>> BEGIN Text block
In the early 1880s, when the Aestheticism is the rage and despair of literary London,(where he inherites from father) Wilde establishes himself in social and artistic circles by his wit and flamboyance. Soon the periodical 'Punch' makes him the satirical object of its antagonism to the Aesthetes for what is considered their unmasculine devotion to art; and in their comic opera 'Patience', Gilbert and Sullivan base the character Bunthorne, a 'fleshly poet', partly on Wilde. His caricature is provoked above all by his eccentric way of dressing and behaviour : he wear an aesthetic costume of velvet jacket, knee breeches, black silk stockings, strange tie and exotic flowers in the buttonhole, and he uses to walk up and down Piccadilly with a sunflower in his hands. In constant need of money to live up to his worldly life, Wilde acceptes an invitation to lecture in the United States and Canada in 1882,pronuncing on his arrival in New York his famous sentence: 'I have nothing to declare except my genius!' , in reply to the Customs officer's routine question. On his return to Europe, he spends three months in Paris, where he meets writers and painters like Flaubert and Huysmans. In 1884 he marries Constance Lloyd, who bears him two children. Their style of life is beyond their means and Wilde is obliged to work as a reviewer for the 'Pall Mall Gazette' and then as editor of 'Woman's world' (1887-89).
>> END Text block
> Short problem 1
Please extract each line of the listing that contains the string "needs", with case counting.
>> BEGIN Provided entries
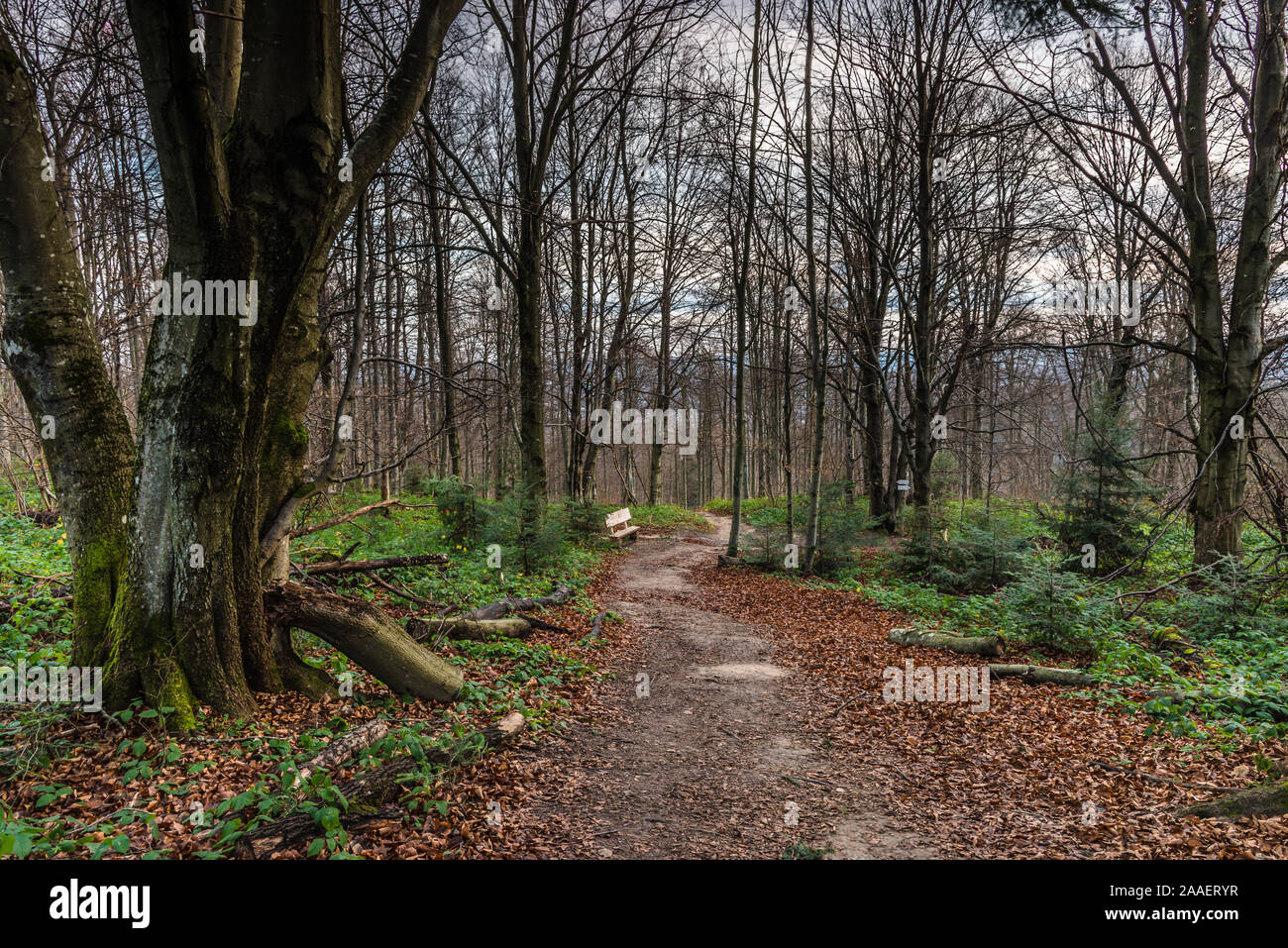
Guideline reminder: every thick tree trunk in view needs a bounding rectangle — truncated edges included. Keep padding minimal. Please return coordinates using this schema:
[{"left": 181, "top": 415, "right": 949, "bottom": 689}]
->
[
  {"left": 0, "top": 0, "right": 463, "bottom": 728},
  {"left": 265, "top": 582, "right": 465, "bottom": 700}
]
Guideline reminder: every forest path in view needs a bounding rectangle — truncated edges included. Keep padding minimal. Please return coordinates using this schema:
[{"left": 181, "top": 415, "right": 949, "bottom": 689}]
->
[{"left": 496, "top": 515, "right": 934, "bottom": 858}]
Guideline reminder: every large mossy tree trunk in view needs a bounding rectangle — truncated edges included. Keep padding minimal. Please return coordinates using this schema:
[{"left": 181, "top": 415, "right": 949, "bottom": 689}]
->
[{"left": 0, "top": 0, "right": 464, "bottom": 728}]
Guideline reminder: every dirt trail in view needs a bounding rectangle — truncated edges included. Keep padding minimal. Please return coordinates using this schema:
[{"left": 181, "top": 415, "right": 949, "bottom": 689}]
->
[{"left": 511, "top": 516, "right": 934, "bottom": 858}]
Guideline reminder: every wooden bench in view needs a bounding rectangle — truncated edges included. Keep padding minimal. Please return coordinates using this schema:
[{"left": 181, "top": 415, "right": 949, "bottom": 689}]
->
[{"left": 604, "top": 507, "right": 639, "bottom": 546}]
>> END Provided entries
> Short problem 2
Render this sentence from the text on Wilde in the 1880s into Spanish: "In 1884 he marries Constance Lloyd, who bears him two children."

> Solution 1
Guideline reminder: every thick tree trunk in view needs a bounding rectangle — truncated edges included. Keep padding minimal. Please return coordinates using this schema:
Guideline reminder: every forest path in view needs a bounding rectangle — truncated edges included. Keep padding minimal. Please return coordinates using this schema:
Guideline reminder: every large mossy tree trunk in view needs a bounding rectangle — truncated edges included. Keep padding minimal. Please return coordinates using this schema:
Guideline reminder: every dirt trail in view needs a bounding rectangle — truncated edges included. Keep padding minimal. Please return coordinates using this schema:
Guideline reminder: every wooden bench in view needs a bounding rectangle — truncated edges included. Keep padding minimal. Please return coordinates using this schema:

> Solution 2
En 1884 se casa con Constance Lloyd, que le da dos hijos.